Set exercise ▸ Copy the records below verbatim, reproducing every line exactly as it stands.

Records provided ▸
╔══
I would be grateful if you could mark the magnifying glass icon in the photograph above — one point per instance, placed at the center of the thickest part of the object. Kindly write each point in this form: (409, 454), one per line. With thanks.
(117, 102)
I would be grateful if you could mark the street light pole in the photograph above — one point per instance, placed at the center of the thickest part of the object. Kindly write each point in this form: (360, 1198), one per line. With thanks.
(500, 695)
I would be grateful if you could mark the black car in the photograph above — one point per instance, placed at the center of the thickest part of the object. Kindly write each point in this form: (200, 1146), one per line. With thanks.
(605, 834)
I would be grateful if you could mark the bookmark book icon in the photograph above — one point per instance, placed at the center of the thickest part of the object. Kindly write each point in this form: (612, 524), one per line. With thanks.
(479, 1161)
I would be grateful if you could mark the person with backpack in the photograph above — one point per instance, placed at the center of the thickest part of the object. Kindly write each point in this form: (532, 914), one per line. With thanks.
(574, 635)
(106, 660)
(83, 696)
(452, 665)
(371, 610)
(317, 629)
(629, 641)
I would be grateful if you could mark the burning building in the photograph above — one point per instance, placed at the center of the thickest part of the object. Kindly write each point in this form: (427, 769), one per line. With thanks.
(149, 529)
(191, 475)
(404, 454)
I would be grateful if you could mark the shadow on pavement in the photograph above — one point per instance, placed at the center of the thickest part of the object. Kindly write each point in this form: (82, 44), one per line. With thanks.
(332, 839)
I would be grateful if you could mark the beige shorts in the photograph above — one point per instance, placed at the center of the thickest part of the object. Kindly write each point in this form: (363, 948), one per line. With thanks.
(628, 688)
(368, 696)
╚══
Worked solution ▸
I would be grateful if you could mark the magnifying glass icon in the photograph above — one point per instance, placed at the center of the thickest part of the object. Kindly write each point in this form: (409, 454), one per line. With thanks.
(117, 102)
I would be grateful if you could mark the street light pole in the photograph above — one point per instance, placed at the center of the thickest part of the object. Kindly write each point in this form: (360, 1198), one per line. With thanks.
(500, 695)
I would be grateful if you could mark the black car in the photograph above — one point per instance, placed at the center of the thickest part of the object. Kindly write each point in this form: (200, 1146), one per line. With thanks.
(605, 834)
I would be grateful if you could mark the bookmark book icon in the photograph above — one point per instance, placed at the center of the thickest part of the object. Kindly write each point in this form: (612, 524), one per line. With thanks.
(479, 1161)
I would be grateful if you could mark the person with backpack in the photograph above — one point per instance, placed at the center of the thickest part of the object. Kindly write each point in this form: (532, 914), one per line. With thanks.
(574, 635)
(106, 660)
(83, 696)
(452, 665)
(371, 610)
(317, 629)
(629, 641)
I would be grateful if you could mark the burning building in the photograph above — one point per instance, placed at the center of the thickest part of the object. Kindly write each point in this form: (427, 769), one per line. With thanks.
(149, 529)
(191, 475)
(404, 454)
I would be grateful if you could mark the shadow on pavement in the photograph above — one point per instance, placed at the center of the thickest part of the object. Kindly write each point in this form: (82, 44), one per line. With thanks.
(332, 839)
I would be grateful if you could mark the beige shorts in the photograph above — one point per instance, placed at the center of the thickest part of the object. Kindly write each point in this form: (363, 948), one per line. With thanks.
(628, 688)
(368, 696)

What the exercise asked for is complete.